"""
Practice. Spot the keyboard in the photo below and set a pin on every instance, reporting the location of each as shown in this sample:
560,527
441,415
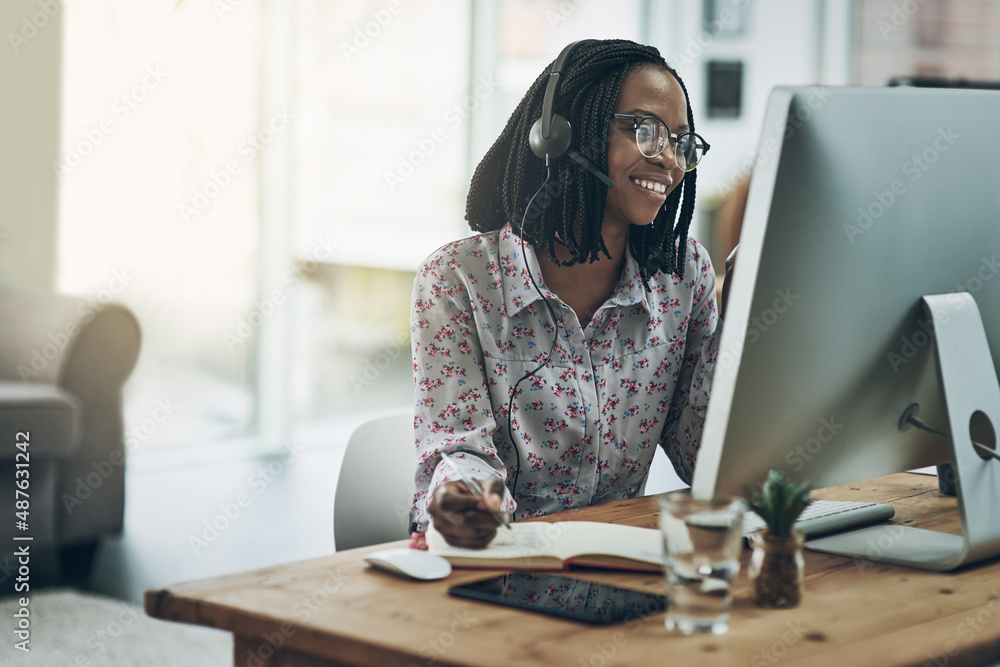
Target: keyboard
828,516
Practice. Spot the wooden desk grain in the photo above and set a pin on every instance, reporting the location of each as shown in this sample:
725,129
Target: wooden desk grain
336,611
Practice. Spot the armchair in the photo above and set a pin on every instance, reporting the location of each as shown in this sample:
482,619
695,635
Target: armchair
63,361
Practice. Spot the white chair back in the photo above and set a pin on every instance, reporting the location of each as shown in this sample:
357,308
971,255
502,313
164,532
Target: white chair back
375,487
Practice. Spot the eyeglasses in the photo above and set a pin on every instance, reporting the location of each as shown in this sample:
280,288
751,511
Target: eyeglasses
652,136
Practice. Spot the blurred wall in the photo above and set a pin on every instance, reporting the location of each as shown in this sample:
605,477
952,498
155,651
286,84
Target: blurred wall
30,63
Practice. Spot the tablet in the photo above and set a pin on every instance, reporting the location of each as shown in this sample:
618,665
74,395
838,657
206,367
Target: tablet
576,599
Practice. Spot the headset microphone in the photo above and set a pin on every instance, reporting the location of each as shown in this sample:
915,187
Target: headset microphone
551,135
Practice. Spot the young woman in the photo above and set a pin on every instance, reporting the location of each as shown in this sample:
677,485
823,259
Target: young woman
577,332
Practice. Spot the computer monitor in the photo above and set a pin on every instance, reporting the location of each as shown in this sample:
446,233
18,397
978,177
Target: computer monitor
863,201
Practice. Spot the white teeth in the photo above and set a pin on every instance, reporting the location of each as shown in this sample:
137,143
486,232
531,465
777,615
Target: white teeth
658,188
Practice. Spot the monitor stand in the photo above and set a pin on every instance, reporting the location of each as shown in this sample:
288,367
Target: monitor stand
972,395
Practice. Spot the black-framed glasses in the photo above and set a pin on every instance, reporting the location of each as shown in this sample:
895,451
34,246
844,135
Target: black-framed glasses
652,136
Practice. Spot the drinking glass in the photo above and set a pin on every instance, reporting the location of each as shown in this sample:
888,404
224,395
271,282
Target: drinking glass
702,541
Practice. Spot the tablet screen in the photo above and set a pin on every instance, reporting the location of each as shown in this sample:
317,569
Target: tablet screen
566,597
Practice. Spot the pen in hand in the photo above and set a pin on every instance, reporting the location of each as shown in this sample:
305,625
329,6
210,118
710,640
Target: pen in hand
476,489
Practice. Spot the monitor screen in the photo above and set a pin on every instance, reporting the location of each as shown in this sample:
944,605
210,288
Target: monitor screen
862,201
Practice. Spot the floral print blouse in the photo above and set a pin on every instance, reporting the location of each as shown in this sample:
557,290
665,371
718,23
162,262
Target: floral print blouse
585,425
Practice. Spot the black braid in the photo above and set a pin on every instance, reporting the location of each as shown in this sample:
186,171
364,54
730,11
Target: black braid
588,91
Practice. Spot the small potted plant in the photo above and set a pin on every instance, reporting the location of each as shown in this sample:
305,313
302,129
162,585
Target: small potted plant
776,567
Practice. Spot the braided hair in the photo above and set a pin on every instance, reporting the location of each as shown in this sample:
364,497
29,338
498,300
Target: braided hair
588,91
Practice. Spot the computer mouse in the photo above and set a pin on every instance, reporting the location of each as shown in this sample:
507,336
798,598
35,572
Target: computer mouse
411,563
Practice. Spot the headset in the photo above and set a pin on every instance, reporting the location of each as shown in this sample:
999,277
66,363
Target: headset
551,135
549,138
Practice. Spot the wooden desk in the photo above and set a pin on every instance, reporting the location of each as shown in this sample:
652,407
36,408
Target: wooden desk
336,611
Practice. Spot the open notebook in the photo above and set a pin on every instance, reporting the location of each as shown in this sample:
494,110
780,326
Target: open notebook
555,546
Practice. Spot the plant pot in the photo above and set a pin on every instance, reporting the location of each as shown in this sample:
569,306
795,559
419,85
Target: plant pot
777,569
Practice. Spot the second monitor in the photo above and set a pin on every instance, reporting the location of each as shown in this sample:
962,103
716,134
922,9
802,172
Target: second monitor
863,202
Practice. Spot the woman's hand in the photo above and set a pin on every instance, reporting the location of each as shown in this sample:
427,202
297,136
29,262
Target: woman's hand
464,519
730,265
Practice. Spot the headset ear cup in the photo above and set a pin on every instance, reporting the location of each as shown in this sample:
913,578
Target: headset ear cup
560,136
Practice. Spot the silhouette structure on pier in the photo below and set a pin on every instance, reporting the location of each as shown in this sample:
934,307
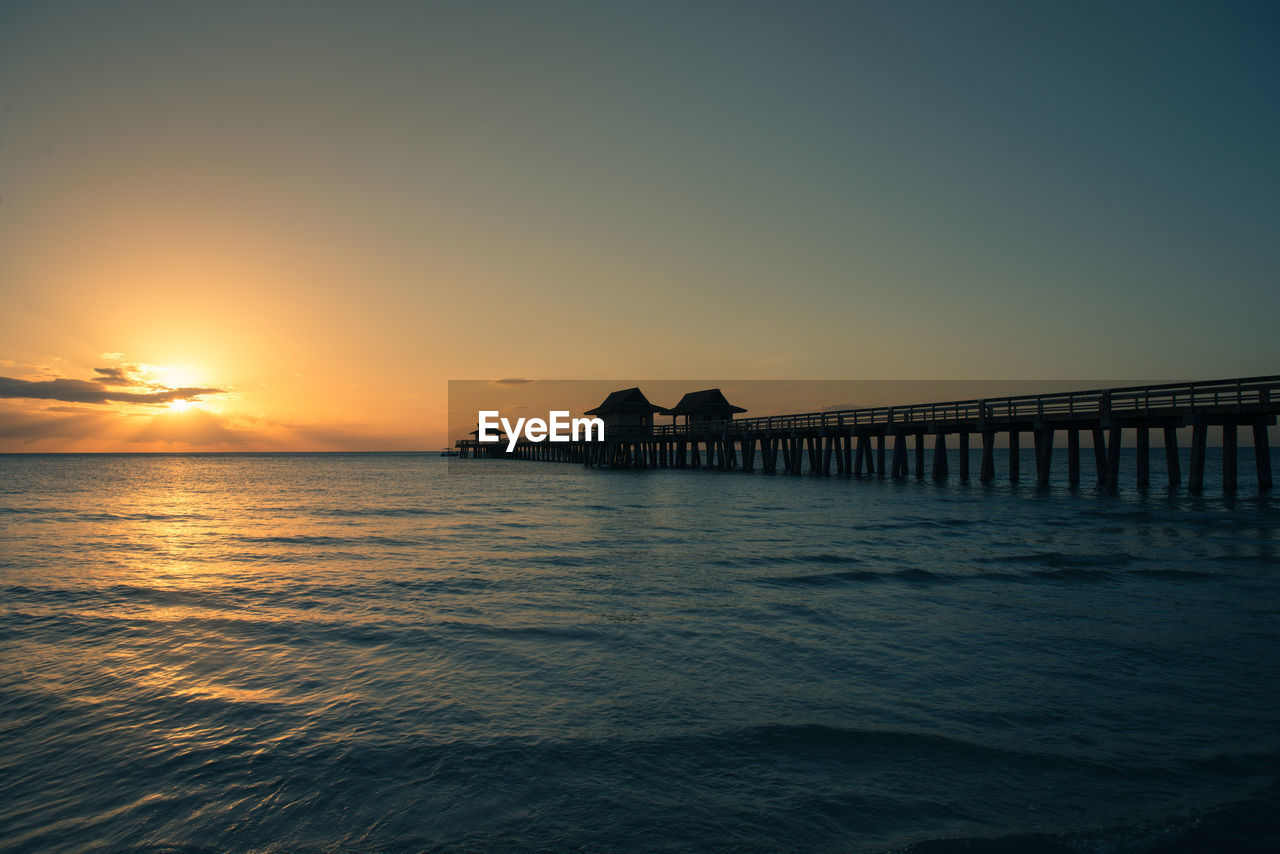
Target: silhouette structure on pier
858,442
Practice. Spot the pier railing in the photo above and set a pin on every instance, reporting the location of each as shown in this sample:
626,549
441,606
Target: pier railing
1136,400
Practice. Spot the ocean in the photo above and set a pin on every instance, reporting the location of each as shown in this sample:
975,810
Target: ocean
398,652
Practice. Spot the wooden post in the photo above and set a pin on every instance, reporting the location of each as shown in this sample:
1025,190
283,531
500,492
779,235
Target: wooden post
1114,457
1073,456
1014,456
1171,464
1229,435
1100,455
1143,456
1196,479
1262,453
1043,455
987,473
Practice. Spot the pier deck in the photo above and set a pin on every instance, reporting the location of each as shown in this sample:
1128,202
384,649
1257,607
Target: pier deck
874,441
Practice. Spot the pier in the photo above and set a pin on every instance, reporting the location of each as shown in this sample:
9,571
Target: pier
913,439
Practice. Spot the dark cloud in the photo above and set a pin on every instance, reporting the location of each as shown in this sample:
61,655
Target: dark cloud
113,375
80,391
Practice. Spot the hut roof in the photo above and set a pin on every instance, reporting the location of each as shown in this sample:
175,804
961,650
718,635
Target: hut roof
709,401
630,401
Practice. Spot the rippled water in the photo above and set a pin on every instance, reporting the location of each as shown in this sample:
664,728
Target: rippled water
369,653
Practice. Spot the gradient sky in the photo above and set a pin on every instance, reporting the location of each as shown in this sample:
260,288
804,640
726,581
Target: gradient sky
327,210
"""
Quote verbatim every line of the material from the line containing "Practice. Spot the hut" through the final line of the material, inclusive of both.

● **Result for this exercise**
Practice. Spot the hut roof in the photo above and set a pin on every instance, reporting the location of each as shown in this sample:
175,804
961,650
718,635
Target: hut roof
709,401
630,401
Practice. Spot the rippled water in the photo above and set a pin on every instance, reporting the location of each as shown in this sample:
664,728
Target: rippled water
369,653
Practice. Spot the gradient sky in the photo above and set a pin on every instance, reporting the location of each as shown in this sample:
260,288
804,640
726,581
Target: gradient sky
327,210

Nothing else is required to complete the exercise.